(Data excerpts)
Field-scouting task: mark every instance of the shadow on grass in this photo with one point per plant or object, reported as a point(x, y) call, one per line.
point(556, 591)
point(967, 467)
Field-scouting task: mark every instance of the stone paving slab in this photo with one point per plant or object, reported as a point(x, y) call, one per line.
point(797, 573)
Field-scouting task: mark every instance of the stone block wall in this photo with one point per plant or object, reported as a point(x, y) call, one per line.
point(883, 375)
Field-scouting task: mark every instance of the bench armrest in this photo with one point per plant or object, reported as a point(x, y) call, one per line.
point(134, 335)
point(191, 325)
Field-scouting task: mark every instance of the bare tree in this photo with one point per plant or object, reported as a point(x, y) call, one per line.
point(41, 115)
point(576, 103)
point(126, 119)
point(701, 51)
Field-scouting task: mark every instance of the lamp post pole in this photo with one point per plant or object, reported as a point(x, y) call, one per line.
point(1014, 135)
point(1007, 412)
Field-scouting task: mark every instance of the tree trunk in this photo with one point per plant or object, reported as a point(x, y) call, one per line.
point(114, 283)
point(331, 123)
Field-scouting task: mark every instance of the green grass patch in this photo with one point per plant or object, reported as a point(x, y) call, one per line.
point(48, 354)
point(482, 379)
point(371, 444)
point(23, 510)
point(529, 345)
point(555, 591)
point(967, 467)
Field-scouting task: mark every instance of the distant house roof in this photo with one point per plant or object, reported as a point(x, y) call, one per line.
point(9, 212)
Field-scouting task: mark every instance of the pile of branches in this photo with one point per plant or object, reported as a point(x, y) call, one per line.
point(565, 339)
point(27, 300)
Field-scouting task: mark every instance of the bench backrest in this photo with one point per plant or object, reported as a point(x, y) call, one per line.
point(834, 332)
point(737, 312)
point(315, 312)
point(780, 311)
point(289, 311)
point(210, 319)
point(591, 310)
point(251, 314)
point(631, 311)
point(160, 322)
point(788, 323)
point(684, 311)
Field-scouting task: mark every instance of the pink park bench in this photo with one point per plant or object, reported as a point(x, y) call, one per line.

ACTIVITY:
Print the records once more, exactly as written.

RESPONSE TO THIS TASK:
Field-scouting task: mark every instance of the shadow on grass in this photo with one point per plant or object, reported as a point(x, y) call, one per line.
point(556, 591)
point(967, 467)
Field-scouting task: mark every instance of the stone paving slab in this photo with one point per plant or object, reported as a point(x, y) call, one per line.
point(797, 573)
Field-scouting task: mark every instance of the stone block wall in this photo with one point per plant or object, reported as a point(x, y) call, one per line.
point(883, 375)
Field-scouting task: mark every instance of the bench armrest in this photo with one point per plant or object, reported as a point(x, y) call, one per line.
point(134, 335)
point(191, 325)
Field-scouting task: mark every instance of the bare tree in this photo with one point per plant or object, reported as a point(x, y) call, one per line.
point(41, 115)
point(576, 103)
point(126, 119)
point(701, 51)
Field-scouting task: mark every instance of the lamp post pole in this photo with one point per plant or object, reported as a point(x, y) call, one per line.
point(1014, 135)
point(1007, 412)
Field-scouting task: mark every instance of the tree trunk in this photo with one point per plant or object, reported as a point(x, y) call, one per line.
point(114, 283)
point(331, 123)
Field-scouting task: mark every instance of the green grass patch in this photo with one point per plant or object, reported as a point(x, y) call, one per line.
point(48, 354)
point(482, 379)
point(371, 444)
point(23, 510)
point(529, 345)
point(555, 591)
point(967, 467)
Field-scouting task: mark every instance of the distant house roof in this photo with one point per plant or object, reported as a point(x, y) call, one per line.
point(9, 212)
Field-scouting task: mark every instance of the pile of branches in this photo with one point per plant or object, reported as a point(x, y) call, one per line.
point(565, 339)
point(27, 300)
Field-scouting task: mark every instance of the bench backrest in this photo with one point per plant or object, reported as a point(x, y) call, one per line.
point(834, 332)
point(737, 312)
point(315, 312)
point(780, 311)
point(289, 311)
point(210, 319)
point(591, 310)
point(251, 314)
point(631, 311)
point(160, 322)
point(788, 323)
point(684, 311)
Field-scouting task: mark every instance of the pink park bench in this photo with one point per plant or object, reported as a point(x, y) call, one per line.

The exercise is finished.